Куски из письма я буду перемежать моим — не пересказом, нет, а дополнением: тем, что удалось узнать от людей, сопричастных судьбе написавшей мне женщины. Она потеряла родителей во время войны, ребенком, когда было ей восемь лет. И кочевала из города в город, по дальним родственникам, оставаясь повсюду менее желанной, чем ей бы хотелось. Ее передавали из рук в руки, как передают вещь, не лишенную некоей абстрактной ценности, но, увы, не нужную никому. «Горек чужой хлеб, и круты чужие ступени», — писал некогда великий Данте в изгнании. Эти же чувства с разной степенью остроты переживали во все века все люди, которым выпало на долю есть чужой хлеб и подниматься по чужим лестницам. Особенно остро чувствовали дети, пожалуй, не менее сильно, чем великие поэты.
В семнадцать лет, уже устав ощущать себя ненужной вещью, она решила жить самостоятельно, уехала в большой город, поступила в библиотечный техникум, из холодной, но относительно тихой реки сиротства выплыла вдруг в океан жизни, великий, но не тихий. В океане этом («исполненном соблазнов и рифов», — как пишет она в письме ко мне) горел для нее, будто бы не на берегу — на небе, маяк, и она к нему устремилась, совершенно одна, потому что рядом с ней не было ни родной, ни даже сочувствующей души. Она решила получить ВЫСШЕЕ ОБРАЗОВАНИЕ. Она понимала это иначе, чем обычные дети из обычных (пусть даже неблагополучных) семей. Для нее высшее образование было действительно ВЫСШИМ и действительно ОБРАЗОВАНИЕМ (образованием высшего в себе, образованием, созданием себя). Больше, чем институт, больше, чем диплом.

### Что нужно сделать:
Дословно перепишите из отрывка о судьбе сироты часть от слов «В семнадцать лет, уже» до слов «больше, чем диплом.» включительно.

### Исходные данные:
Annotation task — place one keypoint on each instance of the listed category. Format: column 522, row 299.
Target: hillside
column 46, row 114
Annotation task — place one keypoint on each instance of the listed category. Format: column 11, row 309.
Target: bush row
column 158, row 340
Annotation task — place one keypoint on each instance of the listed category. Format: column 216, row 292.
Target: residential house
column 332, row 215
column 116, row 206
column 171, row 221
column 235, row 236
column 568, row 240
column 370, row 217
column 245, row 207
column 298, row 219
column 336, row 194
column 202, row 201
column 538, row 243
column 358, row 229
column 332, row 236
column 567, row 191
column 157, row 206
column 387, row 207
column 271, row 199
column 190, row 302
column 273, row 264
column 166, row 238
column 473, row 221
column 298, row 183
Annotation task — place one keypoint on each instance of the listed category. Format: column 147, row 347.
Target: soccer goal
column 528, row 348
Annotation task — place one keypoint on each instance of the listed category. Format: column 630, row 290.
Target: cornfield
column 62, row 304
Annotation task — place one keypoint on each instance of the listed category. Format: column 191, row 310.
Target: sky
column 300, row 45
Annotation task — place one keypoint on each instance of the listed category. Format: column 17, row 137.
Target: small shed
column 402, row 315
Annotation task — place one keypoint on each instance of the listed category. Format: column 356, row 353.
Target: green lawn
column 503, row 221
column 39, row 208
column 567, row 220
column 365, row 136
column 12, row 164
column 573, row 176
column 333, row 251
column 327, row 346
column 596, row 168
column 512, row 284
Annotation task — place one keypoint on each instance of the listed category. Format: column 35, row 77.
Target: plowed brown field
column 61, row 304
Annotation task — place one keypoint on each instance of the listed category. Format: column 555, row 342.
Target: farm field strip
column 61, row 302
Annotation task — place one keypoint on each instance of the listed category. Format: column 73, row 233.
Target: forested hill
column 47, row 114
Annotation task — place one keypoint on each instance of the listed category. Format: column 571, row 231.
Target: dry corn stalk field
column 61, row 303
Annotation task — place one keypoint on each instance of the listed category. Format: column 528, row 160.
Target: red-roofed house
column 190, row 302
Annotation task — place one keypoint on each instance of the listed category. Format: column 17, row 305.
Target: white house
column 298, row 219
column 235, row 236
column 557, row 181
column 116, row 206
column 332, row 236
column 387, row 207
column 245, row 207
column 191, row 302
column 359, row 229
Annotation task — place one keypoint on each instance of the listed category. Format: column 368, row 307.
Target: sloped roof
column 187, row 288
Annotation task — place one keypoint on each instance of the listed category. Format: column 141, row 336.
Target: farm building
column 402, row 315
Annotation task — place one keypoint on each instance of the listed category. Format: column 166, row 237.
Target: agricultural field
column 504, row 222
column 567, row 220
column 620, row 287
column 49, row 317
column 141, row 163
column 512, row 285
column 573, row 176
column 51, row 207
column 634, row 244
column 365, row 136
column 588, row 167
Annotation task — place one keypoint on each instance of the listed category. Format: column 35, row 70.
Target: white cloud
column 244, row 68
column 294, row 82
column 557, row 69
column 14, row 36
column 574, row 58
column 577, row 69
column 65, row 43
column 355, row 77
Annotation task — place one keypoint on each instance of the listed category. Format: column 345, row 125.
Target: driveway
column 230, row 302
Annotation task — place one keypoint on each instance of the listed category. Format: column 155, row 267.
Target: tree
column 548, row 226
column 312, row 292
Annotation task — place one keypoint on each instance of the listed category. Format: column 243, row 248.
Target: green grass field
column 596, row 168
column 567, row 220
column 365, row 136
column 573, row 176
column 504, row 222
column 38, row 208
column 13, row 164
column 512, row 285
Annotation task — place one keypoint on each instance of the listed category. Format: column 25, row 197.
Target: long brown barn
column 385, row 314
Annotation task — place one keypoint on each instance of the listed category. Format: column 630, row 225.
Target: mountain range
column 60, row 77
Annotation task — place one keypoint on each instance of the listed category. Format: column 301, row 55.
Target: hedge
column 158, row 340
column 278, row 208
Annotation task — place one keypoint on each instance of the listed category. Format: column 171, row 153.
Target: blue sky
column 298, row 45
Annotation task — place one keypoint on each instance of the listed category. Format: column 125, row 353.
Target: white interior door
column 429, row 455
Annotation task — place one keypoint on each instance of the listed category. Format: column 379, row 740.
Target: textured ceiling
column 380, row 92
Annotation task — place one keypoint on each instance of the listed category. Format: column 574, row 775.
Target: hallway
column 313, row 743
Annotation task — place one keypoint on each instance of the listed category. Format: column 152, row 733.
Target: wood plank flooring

### Результат:
В семнадцать лет, уже устав ощущать себя ненужной вещью, она решила жить самостоятельно, уехала в большой город, поступила в библиотечный техникум, из холодной, но относительно тихой реки сиротства выплыла вдруг в океан жизни, великий, но не тихий. В океане этом («исполненном соблазнов и рифов», — как пишет она в письме ко мне) горел для нее, будто бы не на берегу — на небе, маяк, и она к нему устремилась, совершенно одна, потому что рядом с ней не было ни родной, ни даже сочувствующей души. Она решила получить ВЫСШЕЕ ОБРАЗОВАНИЕ. Она понимала это иначе, чем обычные дети из обычных (пусть даже неблагополучных) семей. Для нее высшее образование было действительно ВЫСШИМ и действительно ОБРАЗОВАНИЕМ (образованием высшего в себе, образованием, созданием себя). Больше, чем институт, больше, чем диплом.